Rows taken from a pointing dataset
== == ==
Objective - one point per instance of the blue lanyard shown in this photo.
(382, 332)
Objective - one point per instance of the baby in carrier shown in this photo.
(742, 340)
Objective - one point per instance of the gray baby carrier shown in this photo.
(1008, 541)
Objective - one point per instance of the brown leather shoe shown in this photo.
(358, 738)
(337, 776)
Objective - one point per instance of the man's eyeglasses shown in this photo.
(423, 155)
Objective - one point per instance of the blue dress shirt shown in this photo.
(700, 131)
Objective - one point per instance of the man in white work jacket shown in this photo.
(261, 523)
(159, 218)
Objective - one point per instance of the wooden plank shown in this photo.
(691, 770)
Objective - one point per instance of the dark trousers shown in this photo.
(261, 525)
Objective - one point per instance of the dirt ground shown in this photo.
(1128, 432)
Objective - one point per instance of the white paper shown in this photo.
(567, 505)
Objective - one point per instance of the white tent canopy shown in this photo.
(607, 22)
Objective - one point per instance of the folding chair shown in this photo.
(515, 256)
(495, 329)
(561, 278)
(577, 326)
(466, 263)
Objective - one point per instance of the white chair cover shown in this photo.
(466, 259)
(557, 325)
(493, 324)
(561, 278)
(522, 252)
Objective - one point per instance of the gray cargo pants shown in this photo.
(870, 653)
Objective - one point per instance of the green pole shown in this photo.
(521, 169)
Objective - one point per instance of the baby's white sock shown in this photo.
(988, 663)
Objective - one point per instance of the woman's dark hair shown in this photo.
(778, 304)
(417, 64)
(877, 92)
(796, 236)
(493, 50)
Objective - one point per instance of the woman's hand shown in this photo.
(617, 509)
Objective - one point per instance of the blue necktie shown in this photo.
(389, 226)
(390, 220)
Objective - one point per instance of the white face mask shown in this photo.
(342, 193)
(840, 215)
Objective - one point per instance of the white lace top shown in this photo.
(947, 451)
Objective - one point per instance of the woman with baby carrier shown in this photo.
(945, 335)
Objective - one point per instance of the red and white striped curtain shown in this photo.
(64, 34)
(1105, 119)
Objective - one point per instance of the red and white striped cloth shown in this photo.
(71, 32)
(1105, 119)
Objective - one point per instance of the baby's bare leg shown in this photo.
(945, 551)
== == ==
Objective
Convert the listing above into a two-column CSV whose header columns are request and points, with one row for each request. Put the request text and its answer each in a single quoted field, turning any line breaks into spaces.

The result
request,points
"Objective - one point per instance of the blue lanyard shown in this photo.","(382, 332)"
"Objective - one point per instance of the baby in carrier shown in this photo.","(742, 340)"
"Objective - one point per instance of the gray baby carrier shown in this photo.","(1008, 541)"
"Objective - one point per instance of the brown leather shoe shown in this photo.","(358, 738) (337, 776)"
"Objective - one point per instance of the man's eyeglasses shown in this photo.","(423, 155)"
"Objective - one point per instance of the blue dress shirt shown in this photo.","(700, 131)"
"Objective - one point per instance of the man in white work jacket shown in this photo.","(261, 523) (159, 218)"
"Objective - one point per instance of the wooden plank shown in this photo.","(691, 770)"
"Objective - one point per instance of the dark trousers shown in this photo.","(261, 525)"
"Objective - one point per instance of the dirt ground shown in this photo.","(1128, 432)"
"Objective - one point per instance of the white paper shown in this photo.","(567, 505)"
"Objective - one point per instance of the white tent canopy shown in this photo.","(607, 22)"
"Objective - one point per instance of the folding chair shown in this photo.","(515, 256) (495, 329) (561, 278) (577, 326) (466, 263)"
"Objective - one point per instance of the white chair cover shown in this photo.","(466, 259) (557, 325) (493, 324) (561, 278) (522, 252)"
"Objective - one point per instance of the gray cargo pants shown in this photo.","(870, 653)"
"Objective - one point per instance of the green pole shown in this photo.","(521, 169)"
"Objective - one point per instance of the baby's white sock shown in this photo.","(988, 663)"
"Objective - one point per instance of the woman's dark hair shown in this photo.","(778, 304) (417, 64) (877, 92) (796, 236) (493, 50)"
"Objective - one point per instance of the woman's hand shown in this photo.","(617, 509)"
"Objective - one point per instance of the blue necktie shown in this photo.","(389, 226) (390, 220)"
"Objective - one point per instance of the white face mask shown in this photo.","(342, 193) (840, 215)"
"Objective - one point per instance of the white lace top shown in this photo.","(947, 451)"
"Objective - one point per instance of the woman with baby carrier shown in this photo.","(945, 335)"
"Objective - one point per instance of the red and white striped curtain shown in this photo.","(64, 34) (1105, 119)"
"Objective - one point per instance of the red and white striped cloth shown in this photo.","(71, 32) (1105, 119)"
"Objective - one point per instance of the baby's bare leg shown in this photo.","(945, 551)"